WHAT YOU SHOULD DO: Count the lines in the entries below that contain the word "shaped". Reply with the number alone.

DATASET EXTRACT:
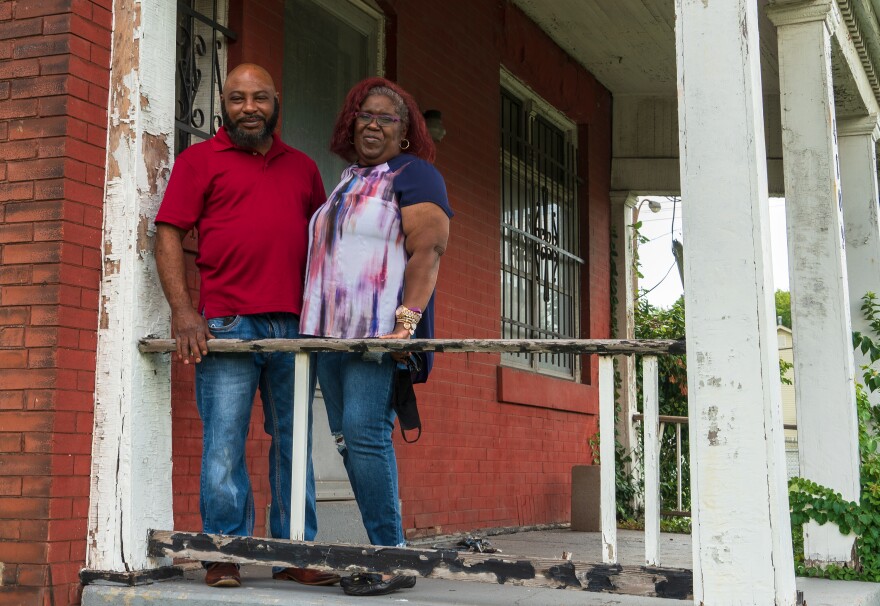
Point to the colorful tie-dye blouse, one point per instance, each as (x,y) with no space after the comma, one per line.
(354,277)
...
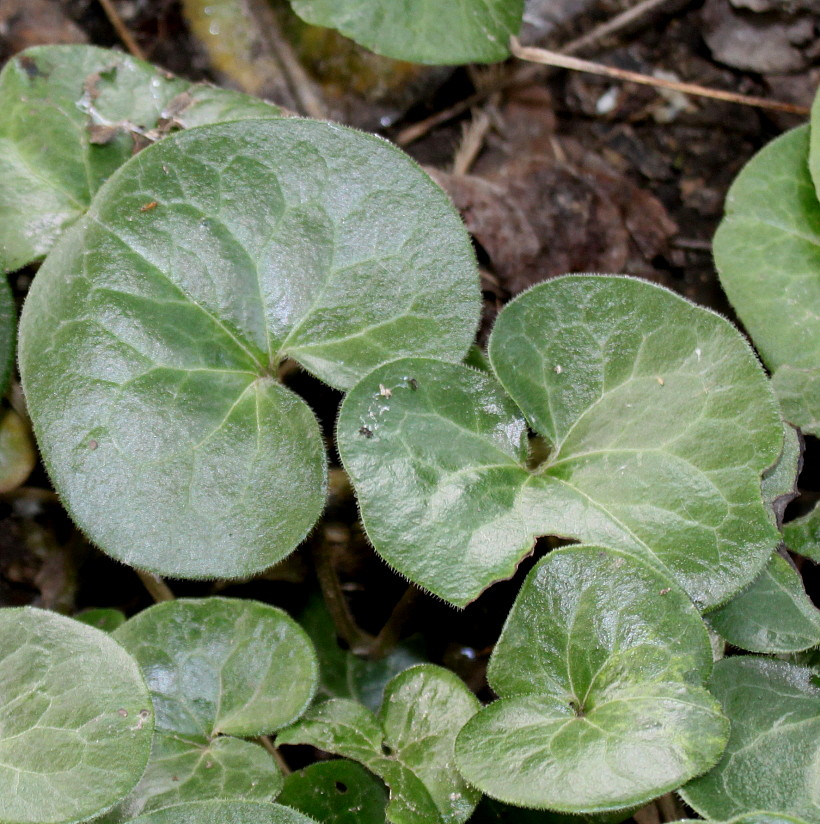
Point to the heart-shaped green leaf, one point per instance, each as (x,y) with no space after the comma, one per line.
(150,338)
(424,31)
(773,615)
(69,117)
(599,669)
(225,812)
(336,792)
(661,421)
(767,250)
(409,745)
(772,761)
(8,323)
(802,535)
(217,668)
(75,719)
==
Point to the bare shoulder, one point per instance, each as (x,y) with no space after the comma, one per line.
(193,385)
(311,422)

ANSWER TO THE PROBLEM: 1